__Required action__:
Answer these questions using the text below on the Rental Affordability Act:
(a) For which election ballot do advocates intend to qualify the measure?
(b) Housing Is A Human Right is the housing advocacy division of which organization?
(c) In what year did Michael Weinstein and Chris Brownlie co-found AIDS Hospice Foundation?

*** Opening of Source text ***

To address California’s housing affordability crisis, rent control advocates and Housing Is A Human Right have launched a statewide ballot measure called the Rental Affordability Act. Advocates intend to qualify the measure for the November 2020 presidential election ballot.
Housing Is A Human Right (HHR) is the housing advocacy division of AIDS Healthcare Foundation, the world’s largest HIV/AIDS medical-care provider. Advocates have filed papers with the California Attorney General’s Office for a Title and Summary for the ballot measure, the first step in the citizen initiative process. Housing Is A Human Right is providing financial support for the Rental Affordability Act.
“Rent control is still a very popular tool to address the housing affordability crisis,” said HHR Director René Christian Moya at a press conference last week. He added, “Increasing amounts of research show rent control is a necessary tool. Rent control works, and rent control works fast.”
AIDS Healthcare Foundation Board of Directors Vice-Chair Cynthia Davis said, “This is a huge issue in the African American community and other communities of color. There’s a need for humane laws and policies” to address the housing affordability crisis. “It’s long overdue.”
AIDS Healthcare Foundation President and Co-Founder Michael Weinstein said the Rental Affordability Act shows AHF’s “determination to address the plight of California renters.”
He further said that the housing affordability and homeless crises, fueled by unfair, excessive rents, have caused “unabated” suffering among middle- and working-class Californians.
In 1987, Weinstein and fellow AIDS activist Chris Brownlie co-founded AIDS Hospice Foundation during the height of the AIDS epidemic. People living with HIV/AIDS were treated as lepers at hospitals, abandoned by their families, and evicted by their landlords. As a result, AHF provided housing and medical services to terminally ill AIDS patients so they could live in a dignified, loving home in their final days.

*** Close of Source text ***
*** Opening of Extracted material ***

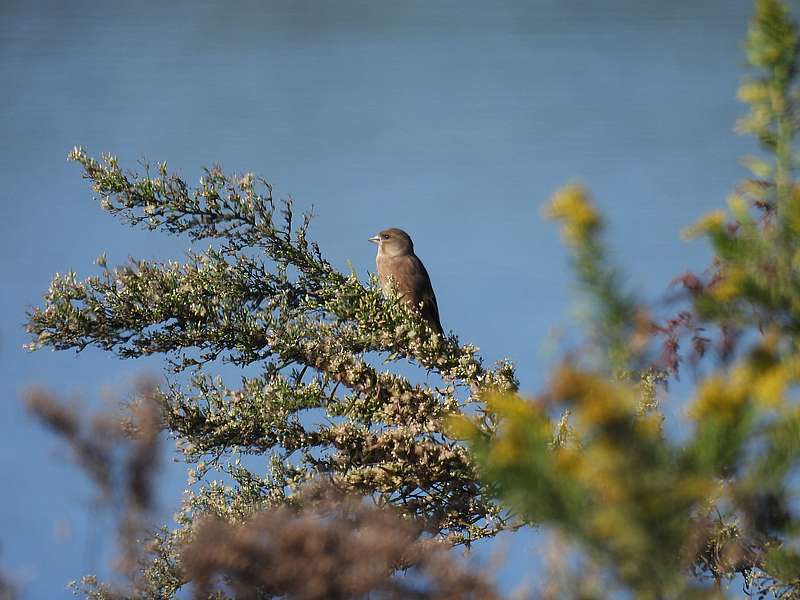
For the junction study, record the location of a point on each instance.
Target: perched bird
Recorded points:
(400, 267)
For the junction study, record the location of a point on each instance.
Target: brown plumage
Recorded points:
(397, 263)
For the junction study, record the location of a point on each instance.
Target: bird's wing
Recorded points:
(414, 284)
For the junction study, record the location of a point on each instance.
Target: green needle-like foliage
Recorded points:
(653, 511)
(326, 402)
(647, 507)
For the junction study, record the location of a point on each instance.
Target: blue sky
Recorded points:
(453, 120)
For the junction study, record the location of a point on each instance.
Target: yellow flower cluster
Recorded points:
(571, 205)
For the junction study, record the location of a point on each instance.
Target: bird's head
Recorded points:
(393, 242)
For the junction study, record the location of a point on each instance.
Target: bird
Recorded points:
(399, 269)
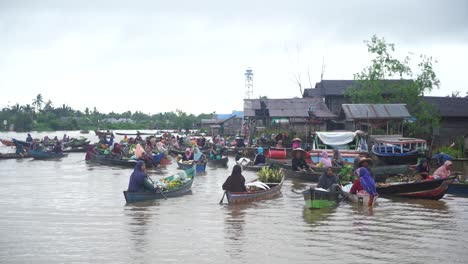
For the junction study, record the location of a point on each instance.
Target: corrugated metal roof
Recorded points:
(293, 107)
(375, 111)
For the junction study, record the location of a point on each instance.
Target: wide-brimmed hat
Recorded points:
(369, 160)
(293, 152)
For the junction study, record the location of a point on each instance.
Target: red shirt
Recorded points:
(356, 187)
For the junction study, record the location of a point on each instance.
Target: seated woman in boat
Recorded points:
(139, 181)
(423, 169)
(364, 183)
(260, 157)
(188, 155)
(57, 148)
(235, 182)
(337, 159)
(298, 160)
(214, 153)
(325, 160)
(328, 181)
(198, 156)
(443, 171)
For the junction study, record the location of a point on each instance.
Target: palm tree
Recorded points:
(38, 101)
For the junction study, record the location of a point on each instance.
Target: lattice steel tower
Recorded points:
(248, 83)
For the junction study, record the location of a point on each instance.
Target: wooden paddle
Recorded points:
(222, 199)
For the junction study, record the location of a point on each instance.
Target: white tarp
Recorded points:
(336, 138)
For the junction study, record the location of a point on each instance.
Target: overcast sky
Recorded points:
(157, 56)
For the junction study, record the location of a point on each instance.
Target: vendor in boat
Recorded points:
(57, 148)
(260, 157)
(443, 171)
(364, 183)
(337, 159)
(329, 181)
(198, 156)
(325, 160)
(188, 155)
(214, 153)
(235, 182)
(298, 160)
(423, 169)
(139, 180)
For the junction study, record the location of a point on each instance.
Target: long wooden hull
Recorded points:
(219, 163)
(431, 189)
(397, 159)
(12, 156)
(131, 197)
(46, 155)
(8, 143)
(247, 197)
(459, 189)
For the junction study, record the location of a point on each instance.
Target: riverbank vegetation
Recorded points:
(43, 115)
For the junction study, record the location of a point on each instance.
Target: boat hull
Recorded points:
(431, 189)
(45, 155)
(248, 197)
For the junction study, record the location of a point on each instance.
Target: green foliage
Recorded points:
(415, 81)
(270, 175)
(47, 117)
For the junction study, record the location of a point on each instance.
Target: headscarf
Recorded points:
(325, 160)
(197, 154)
(443, 171)
(420, 168)
(367, 182)
(188, 153)
(137, 178)
(260, 150)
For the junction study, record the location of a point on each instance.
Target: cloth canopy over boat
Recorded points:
(336, 138)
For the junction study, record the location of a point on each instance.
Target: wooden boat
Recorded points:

*** Close of Extracted material ***

__Task result__:
(a) The November 2020 presidential election ballot.
(b) AIDS Healthcare Foundation.
(c) 1987.